[Records contained in a dataset]
(begin)

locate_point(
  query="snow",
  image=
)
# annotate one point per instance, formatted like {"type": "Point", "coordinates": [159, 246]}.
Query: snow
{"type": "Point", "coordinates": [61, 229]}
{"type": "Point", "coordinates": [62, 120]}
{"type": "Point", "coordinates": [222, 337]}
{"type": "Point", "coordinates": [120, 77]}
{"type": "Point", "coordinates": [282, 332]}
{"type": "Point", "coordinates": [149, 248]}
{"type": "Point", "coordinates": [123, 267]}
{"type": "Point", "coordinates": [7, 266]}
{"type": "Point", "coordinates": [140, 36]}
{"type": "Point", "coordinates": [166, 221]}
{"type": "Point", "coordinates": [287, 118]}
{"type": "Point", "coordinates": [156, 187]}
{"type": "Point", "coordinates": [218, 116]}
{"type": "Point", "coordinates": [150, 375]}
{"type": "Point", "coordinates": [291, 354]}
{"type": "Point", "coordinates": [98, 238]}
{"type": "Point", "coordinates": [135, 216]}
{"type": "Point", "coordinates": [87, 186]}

(end)

### Do this
Copy out every line of the listing above, requests included, adding 61 to each coordinate value in the answer points. Leave the coordinates in the request's format sample unchanged.

### Solution to this problem
locate_point(
  query="snow",
  image=
)
# annotate one point per instance, formatted like {"type": "Point", "coordinates": [159, 246]}.
Query: snow
{"type": "Point", "coordinates": [122, 290]}
{"type": "Point", "coordinates": [123, 181]}
{"type": "Point", "coordinates": [283, 398]}
{"type": "Point", "coordinates": [181, 138]}
{"type": "Point", "coordinates": [343, 393]}
{"type": "Point", "coordinates": [210, 309]}
{"type": "Point", "coordinates": [184, 328]}
{"type": "Point", "coordinates": [68, 327]}
{"type": "Point", "coordinates": [201, 97]}
{"type": "Point", "coordinates": [227, 282]}
{"type": "Point", "coordinates": [348, 179]}
{"type": "Point", "coordinates": [217, 248]}
{"type": "Point", "coordinates": [279, 177]}
{"type": "Point", "coordinates": [211, 436]}
{"type": "Point", "coordinates": [352, 415]}
{"type": "Point", "coordinates": [159, 299]}
{"type": "Point", "coordinates": [196, 277]}
{"type": "Point", "coordinates": [148, 247]}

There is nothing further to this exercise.